Derrière la visite du chef de l’Etat français au Cameroun du 25 au 26 juillet 2022, se cache le doigté discret d’un acteur économique de premier rang. Célestin Tawamba, président du Groupement inter patronal du Cameroun (Gicam).
Au micro de TV5 Monde Afrique le 25 juillet, le numéro un du Gicam revient sur le courrier envoyé à Emmanuel Macron le 8 juin 2022. « Nous avons écrit pour faire état de cette situation, pour tirer les conséquences que la guerre en Ukraine est un accélérateur des difficultés des pays africains au niveau de la sécurité alimentaire et puis, on a écrit pour faire état de ce que les mesures prises contre la Russie notamment l’embargo, avait des conséquences que nous n’avons pas souhaité. Il fallait donc attirer l’attention du président Macron qui est le président du Conseil de l’UE de la mise en œuvre des sanctions, notamment l’embargo empêchait aux entreprises africaines, camerounaises de faire des transactions avec l’Europe, notamment avec l’Ukraine et la Russie sur les produits essentiels comme le blé, comme les engrais. »
Le président du Gicam fustige en effet une politique inégale qui a cours dans cette guerre, et en filigrane, apparait déjà ce que le patron des patrons du Cameroun dira au numéro un français cet après midi. « L’Europe continue d’importer du gaz et du pétrole alors que nous africains, nous ne pouvons pas transiger, faire des opérations bancaires en direction notamment de la Russie, parce qu’il y a des sanctions. Il faut exempter les produits essentiels, indispensables pour les populations africaines parce que la famine aussi tue. Il est question face à ces sanctions de trouver une exemption. »

* **Extrait de données**
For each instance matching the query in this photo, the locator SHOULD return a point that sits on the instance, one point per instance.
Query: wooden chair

* **Objectif**
Répondez à ces questions sur le passage choisi.
1. À quelles dates le chef de l'État français s'est-il rendu au Cameroun ?
2. À quelle date le courrier a-t-il été envoyé à Emmanuel Macron ?
3. D'après le président du Gicam, quels produits l'Europe continue-t-elle d'importer ?
Les lignes n'ont aucun lien avec le passage choisi.

* **Résultat de l'exercice**
1. Du 25 au 26 juillet 2022.
2. Le 8 juin 2022.
3. Du gaz et du pétrole.